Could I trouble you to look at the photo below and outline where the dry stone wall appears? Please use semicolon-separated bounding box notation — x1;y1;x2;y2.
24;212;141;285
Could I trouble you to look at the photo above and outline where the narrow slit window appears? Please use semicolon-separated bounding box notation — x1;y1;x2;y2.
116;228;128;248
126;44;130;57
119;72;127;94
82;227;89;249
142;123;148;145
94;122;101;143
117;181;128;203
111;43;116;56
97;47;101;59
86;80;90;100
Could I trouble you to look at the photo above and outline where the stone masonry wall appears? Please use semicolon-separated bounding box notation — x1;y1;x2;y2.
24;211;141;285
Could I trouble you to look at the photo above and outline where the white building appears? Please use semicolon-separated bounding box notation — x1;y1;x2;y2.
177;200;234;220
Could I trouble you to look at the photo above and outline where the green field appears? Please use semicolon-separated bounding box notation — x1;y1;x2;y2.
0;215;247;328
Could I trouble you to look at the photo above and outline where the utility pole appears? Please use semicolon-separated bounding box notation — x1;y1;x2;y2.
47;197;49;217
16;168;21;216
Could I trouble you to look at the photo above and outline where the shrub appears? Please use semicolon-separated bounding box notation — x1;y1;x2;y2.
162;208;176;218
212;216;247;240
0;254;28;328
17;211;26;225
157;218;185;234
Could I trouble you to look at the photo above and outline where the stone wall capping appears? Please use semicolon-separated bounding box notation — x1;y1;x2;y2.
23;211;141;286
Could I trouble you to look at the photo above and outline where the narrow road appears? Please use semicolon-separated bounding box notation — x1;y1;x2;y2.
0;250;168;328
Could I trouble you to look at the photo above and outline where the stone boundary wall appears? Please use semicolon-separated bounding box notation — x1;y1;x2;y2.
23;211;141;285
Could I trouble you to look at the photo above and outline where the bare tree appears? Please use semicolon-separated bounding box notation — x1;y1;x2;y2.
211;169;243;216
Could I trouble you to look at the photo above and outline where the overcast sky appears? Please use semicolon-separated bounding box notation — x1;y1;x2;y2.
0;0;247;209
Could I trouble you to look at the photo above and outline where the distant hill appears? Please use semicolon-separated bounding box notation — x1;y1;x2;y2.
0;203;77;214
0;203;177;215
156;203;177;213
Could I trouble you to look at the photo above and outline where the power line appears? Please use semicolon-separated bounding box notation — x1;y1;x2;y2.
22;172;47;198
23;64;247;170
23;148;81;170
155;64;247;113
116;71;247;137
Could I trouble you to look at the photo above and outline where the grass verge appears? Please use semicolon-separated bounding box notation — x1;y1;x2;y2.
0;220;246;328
.....
Rewrite every line starting at the line containing "where the distant" and ending at the line containing "156;203;177;213". Keep the wording unchanged, but multiply each coordinate in the answers by 1.35 and round to whole numbers, with halves rounded up.

Could I trouble you to look at the photo above and outline where the distant hill appears? Please use semicolon-separated bounding box notation — x1;y1;x2;y2.
0;274;104;289
0;274;239;290
211;274;239;288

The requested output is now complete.